(Work instruction A)
In the letter to a penpal, which birds are scanning the lake waters for fish?
(Work instruction B)
Repeat everything in the letter to a penpal from "Much like the" down to "live with joy.".

Dear Penpal,
The other day, I was out running with a friend, enjoying the recently opened city after a traumatic second wave. It was a gorgeous sky (oh the lovely Monsoon skies of Bengaluru!), good company and a lake where pelicans and cormorants lazily scanned the waters, in search of fish.
Monsoon’s here, dear penpal and I’m terribly happy.
I know the world’s still reeling in the after-effects of the pandemic, but you know what? The pandemic has taught me that we must grab happiness by both hands and arms and legs and live our lives to the fullest. Meet friends, laugh more, enjoy the little things in life – for you never know when it’ll be all over.
Be in the now.
As we ran, I told my friend of all the beautiful places I’ve jogged in across the world – looking at the snow-capped Alps, in snow, along rivers and lakes, in campuses flush with gulmohars and in old markets before they start to bustle.
She asked me why I hadn’t shared all of this online on my social media. I have gigabytes of photographs and videos of my travel, runs and what-nots with joyous stories to share.
My answer was simple– I just don’t have the time. For that’s the only thing you can’t negotiate on with powers or buy with money: Time. Usually, when I’m having a gala time and living life, I do not have time to record or share it.
I selfishly value my time away from screens.
Life is like jogging while seeing the snow-capped Alps in front. My focus is on my shoes crunching snow. I breathe in the fresh crisp air, happy to be alive. And get amazed by the beauty around me.
I observe, but I don’t want to share. I just want to be and indulge myself in the joy of running.
Our jogging conversation made me realise that I’m coming to that stage of living again. My life’s opening up, I’m making plans to cycle, birdwatch, run and travel. I’m making plans to have conversations without screens and laptops around.
I’m also getting into a new novel.
Much like the cormorants, I’ve already dived deep into this new world. It’s terrifying as I don’t know so much about it. It’s challenging. It’s frustrating, but it’s also beautiful. And I want to experience this new world and deep dive into my own oceanic self.
I want to be selfish with my time and write this new book that I’m drowning in.
Which is why I’ve decided to make this letter to you a monthly one. I’ll also reduce my social media consumption and sharing.
For like you, I have limited time and I want to live with joy.
Perhaps it’s selfish, but I hope to bring to you something much more well thought through. I want to share things with you, but slowly, allowing them to replenish, grow and become mature trees with deep roots.
I thank you for listening to me as I selfishly wrote these frequent letters.
I thank you for your sympathy in writing back.
I’m stronger today thanks to all the support I had from you.
Your faith in me, gives me hope and keeps me motivated.

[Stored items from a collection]
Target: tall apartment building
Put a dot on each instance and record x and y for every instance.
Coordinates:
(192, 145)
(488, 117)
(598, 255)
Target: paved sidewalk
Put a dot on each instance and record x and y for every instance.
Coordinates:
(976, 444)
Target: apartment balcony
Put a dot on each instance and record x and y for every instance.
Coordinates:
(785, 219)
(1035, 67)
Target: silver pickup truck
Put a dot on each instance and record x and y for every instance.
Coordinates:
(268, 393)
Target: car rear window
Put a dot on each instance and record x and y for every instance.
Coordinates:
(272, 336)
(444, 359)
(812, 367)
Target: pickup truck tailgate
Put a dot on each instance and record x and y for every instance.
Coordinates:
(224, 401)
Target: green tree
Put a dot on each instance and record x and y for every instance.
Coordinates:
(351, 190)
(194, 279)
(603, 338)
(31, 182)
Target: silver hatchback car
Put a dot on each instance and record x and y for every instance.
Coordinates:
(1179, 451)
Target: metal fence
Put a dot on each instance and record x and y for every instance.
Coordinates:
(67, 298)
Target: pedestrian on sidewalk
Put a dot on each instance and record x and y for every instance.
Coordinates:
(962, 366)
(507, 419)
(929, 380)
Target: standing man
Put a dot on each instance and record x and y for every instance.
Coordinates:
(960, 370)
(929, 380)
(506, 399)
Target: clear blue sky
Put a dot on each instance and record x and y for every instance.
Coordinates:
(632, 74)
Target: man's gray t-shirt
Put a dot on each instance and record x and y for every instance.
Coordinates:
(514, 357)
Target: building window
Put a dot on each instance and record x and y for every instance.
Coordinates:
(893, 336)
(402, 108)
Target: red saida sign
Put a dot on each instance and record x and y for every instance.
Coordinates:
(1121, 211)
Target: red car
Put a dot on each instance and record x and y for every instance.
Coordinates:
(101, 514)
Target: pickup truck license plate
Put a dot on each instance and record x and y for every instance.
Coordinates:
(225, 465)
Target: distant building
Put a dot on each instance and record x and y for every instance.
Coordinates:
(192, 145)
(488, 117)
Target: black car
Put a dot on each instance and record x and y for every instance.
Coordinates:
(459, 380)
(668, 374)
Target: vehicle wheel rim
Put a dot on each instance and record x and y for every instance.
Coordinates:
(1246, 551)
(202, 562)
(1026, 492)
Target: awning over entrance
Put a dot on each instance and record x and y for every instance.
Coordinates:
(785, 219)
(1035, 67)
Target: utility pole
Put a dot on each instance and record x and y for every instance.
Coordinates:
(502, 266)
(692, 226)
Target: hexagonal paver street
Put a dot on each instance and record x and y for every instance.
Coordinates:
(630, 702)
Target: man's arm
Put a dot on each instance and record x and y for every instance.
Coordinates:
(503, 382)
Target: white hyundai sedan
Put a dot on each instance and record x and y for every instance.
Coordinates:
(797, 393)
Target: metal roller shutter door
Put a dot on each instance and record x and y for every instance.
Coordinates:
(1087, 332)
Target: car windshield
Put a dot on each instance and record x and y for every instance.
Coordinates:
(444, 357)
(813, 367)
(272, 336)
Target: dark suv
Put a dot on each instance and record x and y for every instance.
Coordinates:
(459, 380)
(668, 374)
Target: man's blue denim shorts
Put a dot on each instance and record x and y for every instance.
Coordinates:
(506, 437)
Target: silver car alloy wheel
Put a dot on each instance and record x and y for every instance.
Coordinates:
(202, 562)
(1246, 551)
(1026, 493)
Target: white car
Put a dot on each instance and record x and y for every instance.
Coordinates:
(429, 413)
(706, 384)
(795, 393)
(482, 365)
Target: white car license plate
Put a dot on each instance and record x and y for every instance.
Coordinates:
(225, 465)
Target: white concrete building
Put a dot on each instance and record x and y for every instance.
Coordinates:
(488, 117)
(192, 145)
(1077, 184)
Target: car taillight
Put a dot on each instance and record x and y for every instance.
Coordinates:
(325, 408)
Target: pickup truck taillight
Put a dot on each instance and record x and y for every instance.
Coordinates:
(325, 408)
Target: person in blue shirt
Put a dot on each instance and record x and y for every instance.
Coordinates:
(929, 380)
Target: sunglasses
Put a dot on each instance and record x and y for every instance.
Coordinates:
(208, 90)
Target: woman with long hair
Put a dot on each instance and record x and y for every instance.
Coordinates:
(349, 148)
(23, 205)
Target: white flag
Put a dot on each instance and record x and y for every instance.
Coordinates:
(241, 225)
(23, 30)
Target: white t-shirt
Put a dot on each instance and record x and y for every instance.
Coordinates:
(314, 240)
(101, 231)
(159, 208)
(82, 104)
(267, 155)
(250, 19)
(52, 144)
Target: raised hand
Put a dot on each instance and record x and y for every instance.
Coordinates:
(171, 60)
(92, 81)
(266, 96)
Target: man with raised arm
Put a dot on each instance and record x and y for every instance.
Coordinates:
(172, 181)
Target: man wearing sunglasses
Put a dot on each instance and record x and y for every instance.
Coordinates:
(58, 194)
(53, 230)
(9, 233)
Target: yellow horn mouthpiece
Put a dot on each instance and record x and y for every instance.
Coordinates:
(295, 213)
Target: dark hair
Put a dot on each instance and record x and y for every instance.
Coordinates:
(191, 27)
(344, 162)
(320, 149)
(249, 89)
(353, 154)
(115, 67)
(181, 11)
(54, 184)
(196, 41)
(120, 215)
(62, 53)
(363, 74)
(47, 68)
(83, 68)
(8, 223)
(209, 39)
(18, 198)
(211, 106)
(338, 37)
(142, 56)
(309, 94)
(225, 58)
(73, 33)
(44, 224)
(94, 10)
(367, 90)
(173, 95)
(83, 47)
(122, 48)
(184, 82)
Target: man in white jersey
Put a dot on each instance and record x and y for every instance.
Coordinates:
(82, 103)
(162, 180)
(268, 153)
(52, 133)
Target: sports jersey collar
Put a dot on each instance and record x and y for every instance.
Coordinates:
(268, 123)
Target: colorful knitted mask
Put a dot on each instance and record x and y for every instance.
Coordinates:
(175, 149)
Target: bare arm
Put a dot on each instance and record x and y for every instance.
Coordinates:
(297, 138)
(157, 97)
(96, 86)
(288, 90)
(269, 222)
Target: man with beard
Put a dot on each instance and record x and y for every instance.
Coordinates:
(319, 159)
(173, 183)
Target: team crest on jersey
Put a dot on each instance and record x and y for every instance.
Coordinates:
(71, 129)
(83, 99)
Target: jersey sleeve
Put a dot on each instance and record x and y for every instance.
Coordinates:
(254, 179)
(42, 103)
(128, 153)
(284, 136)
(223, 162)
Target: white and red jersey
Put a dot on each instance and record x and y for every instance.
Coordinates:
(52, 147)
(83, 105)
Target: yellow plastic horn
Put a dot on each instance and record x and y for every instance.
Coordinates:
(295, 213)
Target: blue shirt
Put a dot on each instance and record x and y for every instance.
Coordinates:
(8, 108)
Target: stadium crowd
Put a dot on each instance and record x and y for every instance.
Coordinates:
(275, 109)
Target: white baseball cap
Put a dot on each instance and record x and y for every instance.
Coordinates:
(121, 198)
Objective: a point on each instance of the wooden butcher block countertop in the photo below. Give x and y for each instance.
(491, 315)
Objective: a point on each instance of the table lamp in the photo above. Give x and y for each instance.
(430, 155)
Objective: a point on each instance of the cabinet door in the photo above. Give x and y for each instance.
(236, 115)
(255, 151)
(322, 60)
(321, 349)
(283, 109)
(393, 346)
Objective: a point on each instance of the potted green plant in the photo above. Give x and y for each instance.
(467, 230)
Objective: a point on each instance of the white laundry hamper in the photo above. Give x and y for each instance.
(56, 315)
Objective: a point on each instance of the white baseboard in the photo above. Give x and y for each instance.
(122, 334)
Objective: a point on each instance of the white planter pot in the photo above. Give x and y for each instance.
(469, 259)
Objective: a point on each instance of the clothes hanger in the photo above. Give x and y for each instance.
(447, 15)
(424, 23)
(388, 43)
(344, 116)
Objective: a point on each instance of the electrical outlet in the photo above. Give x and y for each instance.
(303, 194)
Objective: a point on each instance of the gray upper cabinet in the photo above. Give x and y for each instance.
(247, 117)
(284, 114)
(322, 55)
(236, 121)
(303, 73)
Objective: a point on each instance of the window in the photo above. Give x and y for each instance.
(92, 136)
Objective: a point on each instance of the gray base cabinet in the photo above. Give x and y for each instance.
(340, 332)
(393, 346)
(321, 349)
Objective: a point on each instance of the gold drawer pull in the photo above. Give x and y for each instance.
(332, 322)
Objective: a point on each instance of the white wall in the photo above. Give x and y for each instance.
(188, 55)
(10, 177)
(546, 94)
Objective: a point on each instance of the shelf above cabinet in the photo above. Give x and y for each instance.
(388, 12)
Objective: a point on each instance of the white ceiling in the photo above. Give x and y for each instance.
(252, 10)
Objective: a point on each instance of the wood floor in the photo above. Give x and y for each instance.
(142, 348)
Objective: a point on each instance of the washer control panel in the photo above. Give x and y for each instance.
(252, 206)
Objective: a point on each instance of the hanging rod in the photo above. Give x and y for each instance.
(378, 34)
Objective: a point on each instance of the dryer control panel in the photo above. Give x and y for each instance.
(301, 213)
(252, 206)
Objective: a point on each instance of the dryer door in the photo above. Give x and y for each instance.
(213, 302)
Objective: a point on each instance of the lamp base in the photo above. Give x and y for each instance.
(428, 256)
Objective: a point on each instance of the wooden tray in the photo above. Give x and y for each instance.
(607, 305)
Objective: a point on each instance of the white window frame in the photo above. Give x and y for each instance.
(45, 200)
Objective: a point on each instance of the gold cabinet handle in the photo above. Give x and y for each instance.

(Task solution A)
Pelicans and cormorants.

(Task solution B)
Much like the cormorants, I’ve already dived deep into this new world. It’s terrifying as I don’t know so much about it. It’s challenging. It’s frustrating, but it’s also beautiful. And I want to experience this new world and deep dive into my own oceanic self.
I want to be selfish with my time and write this new book that I’m drowning in.
Which is why I’ve decided to make this letter to you a monthly one. I’ll also reduce my social media consumption and sharing.
For like you, I have limited time and I want to live with joy.